EXERCICES À TRAITER:
1. Selon l'extrait sur la Nantaise, quelle combinaison mixte l'auteur rejette-t-il ?
2. Prolongez l'extrait sur la Nantaise à partir de sa dernière phrase.

EXTRAIT À LIRE:
■ ■ ■ ■
Et, du reste, a-t-on acheté un bateau ? Ou s'agit-il seulement de préparer un projet d'avenir ?
En tout état de cause, je suis opposé à ce que la Maison prenne dès maintenant la présidence de la société, car il y a une difficulté qui n'a jamais été réglée : celle des Chargeurs réunis. Comme vous, je suis aussi opposé à une combinaison mixte donnant 51% à l'État. C'était très bien pour une flotte de pétroliers comme la SFTP. Mais inadmissible pour une compagnie de navigation qui n'aura peut-être jamais qu'un ou deux bateaux qui ne transporteront que de marchandises diverses et qui la plupart du temps seront incorporés dans l'exportation des lignes régulières, ou naviguant en tramping.

Nantes
J'espère que vous n'allez pas vous laisser faire. Si Bucquet était président, c'est la Nantaise qui dirigeait par [Borel]. Bucquet savait-il même que la SNCG avait fait les travaux de tranchées dont vous me parlez ? J'ai toujours pensé que [Leto] était un vilain individu et si cela était nécessaire, il ne faudrait pas hésiter à mettre les choses par écrit, ne serait-ce que pour permettre à Bucquet de dégager sa responsabilité, car je n'ai guère confiance dans l'autorité du père Guillet vis-à-vis de ses collaborateurs.
Cette affaire de la Nantaise - je fais allusion à la succession de Guillet - se complique, du reste, car je viens d'apprendre indirectement qu'Hector [Pétin] était mort au début de cette semaine, à la suite d'une opération. Or, Hector [Pétin] était vice-président de la Nantaise des chargeurs de l'Ouest, et c'est lui, ou plutôt [Basse Indre] qui contrôle la Nantaise.
■ ■ ■ ■
DONNÉES FOURNIES:
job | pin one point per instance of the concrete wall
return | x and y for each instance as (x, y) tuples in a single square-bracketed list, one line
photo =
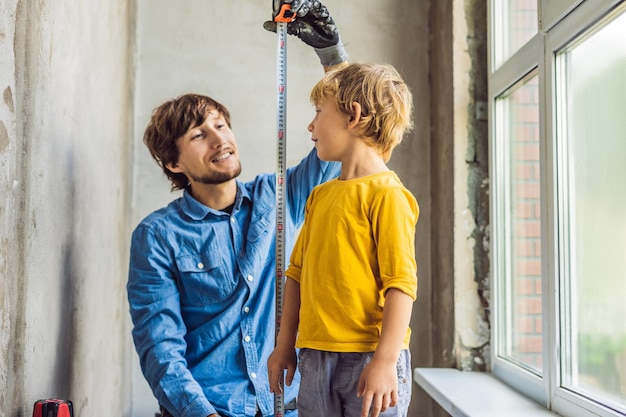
■ ■ ■ ■
RÉSULTATS PAR TÂCHE:
1. Une combinaison mixte donnant 51 % à l'État.

2.
Accord de Möller
1. J'ai en effet reçu copie du dernier télégramme. Son contenu est quelque peu sibyllin. Car Möller, sans accuser réception de votre dernier télégramme, sans donner son accord formel sur les termes du contrat, se contente de vous offrir comme début d'un contrat, par conséquent non encore conclu, un pétrolier qui doit être mis sur cale, dans la deuxième moitié de 1945. Avant donc de répondre sur ce point précis, ne faudrait-il pas mettre au point de façon définitive les conditions dudit contrat ?
Sous le bénéfice de cette observation, je ne comprends pas très bien votre observation lorsque vous écrivez :
« 2. Obtention sur le même accord du n°2 puis retour à l'ancien numérotage c'est-à-dire 4, 7, etc. » Que veut dire 4, 7 ?
D'après nos accords avec la Marine marchande, nous avons le droit à recevoir un bateau sur deux en exécution de l'article 11, en commençant par le numéro 1, par conséquent, nous avions droit à 1,  3, 5, 7, etc.
Je comprends votre point de vue en ce qui concerne le n°1, si le n°1 doit être le pétrolier offert par Möller. Je suis d'accord pour l'abandonner mais alors pour retrouver nos droits et revenir à l'ancien numérotage, il faudrait que la marine marchande nous attribue 2, 3, 5, 7 au lieu de 1, 3, 5, 7. Le résultat étant que l'abandon du nº1 nous permette de recevoir 2 bateaux successifs, c'est-à-dire 2 et 3 pour revenir à notre rang des numéros impairs. Est-ce comme cela que vous comprenez la question ?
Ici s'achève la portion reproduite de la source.